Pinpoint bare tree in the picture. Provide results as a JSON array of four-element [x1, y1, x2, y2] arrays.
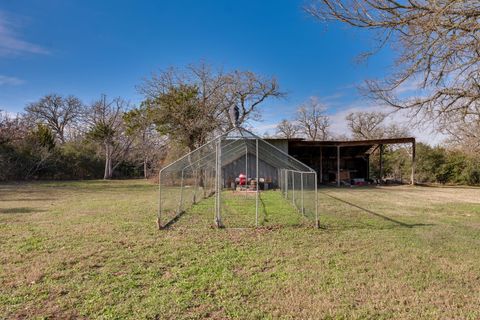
[[306, 0, 480, 125], [123, 105, 167, 179], [25, 94, 83, 143], [86, 95, 133, 179], [296, 97, 330, 141], [223, 70, 284, 129], [345, 111, 387, 140], [345, 111, 410, 140], [441, 115, 480, 156], [276, 119, 299, 139], [138, 63, 282, 150]]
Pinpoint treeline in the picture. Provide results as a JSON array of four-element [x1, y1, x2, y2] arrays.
[[371, 143, 480, 185], [0, 63, 283, 181], [0, 94, 165, 181]]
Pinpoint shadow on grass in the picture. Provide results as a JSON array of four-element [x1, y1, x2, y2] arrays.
[[0, 207, 45, 214], [0, 198, 57, 202], [322, 192, 434, 228], [162, 210, 186, 229]]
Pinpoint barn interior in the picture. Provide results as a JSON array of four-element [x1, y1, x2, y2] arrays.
[[268, 137, 415, 186]]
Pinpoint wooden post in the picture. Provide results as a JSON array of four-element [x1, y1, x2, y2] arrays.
[[378, 144, 383, 184], [320, 147, 323, 183], [255, 139, 260, 227], [337, 146, 340, 187], [411, 141, 417, 186]]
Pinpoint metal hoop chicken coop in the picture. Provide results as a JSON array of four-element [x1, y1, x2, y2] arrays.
[[157, 128, 319, 228]]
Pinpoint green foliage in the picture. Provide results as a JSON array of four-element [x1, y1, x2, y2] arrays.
[[30, 124, 55, 150], [0, 180, 480, 319]]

# [Instructions to follow]
Retype every record above exactly as written, but leave out the pictures.

# [Exercise answer]
Pinpoint bare tree in the picture. Provide results as a JSON array of four-element [x1, y1, x2, y2] arrays.
[[306, 0, 480, 125], [123, 105, 167, 179], [25, 94, 83, 143], [86, 95, 133, 179], [296, 97, 330, 141], [223, 70, 284, 129], [345, 111, 387, 140], [345, 111, 410, 140], [441, 115, 480, 156], [276, 119, 299, 139], [138, 63, 282, 150]]
Pinpoint treeline in the picture. Provide results as a JSON array of four-element [x1, y1, x2, y2] arrays.
[[371, 143, 480, 185], [0, 63, 283, 181], [0, 94, 165, 181]]
Pinpoint shadow on grass in the picture. Provide results as a JSON array of four-element [x1, y1, x2, y2] arrays.
[[0, 207, 45, 214], [0, 198, 57, 202], [322, 192, 434, 228], [162, 210, 186, 229]]
Pinpoint barn interior in the picture. Provide results as a JSON array of four-element [x1, y1, x2, y2] arrays.
[[268, 137, 415, 186]]
Pinpoint wooden post in the picture. Provide results as a JSON array of four-element [x1, y1, x2, y2] arrays.
[[378, 144, 383, 184], [320, 147, 323, 183], [255, 139, 260, 227], [337, 146, 340, 187], [411, 141, 417, 186]]
Pinpoint metal hoop chicken coop in the picture. Provide results as a JSON array of four-element [x1, y1, x2, y2] arrays.
[[157, 128, 319, 228]]
Pinpoint green foliage in the picture. Provide results as a JSON array of four-element [x1, y1, x2, y2] arrays.
[[30, 124, 55, 150], [0, 180, 480, 319]]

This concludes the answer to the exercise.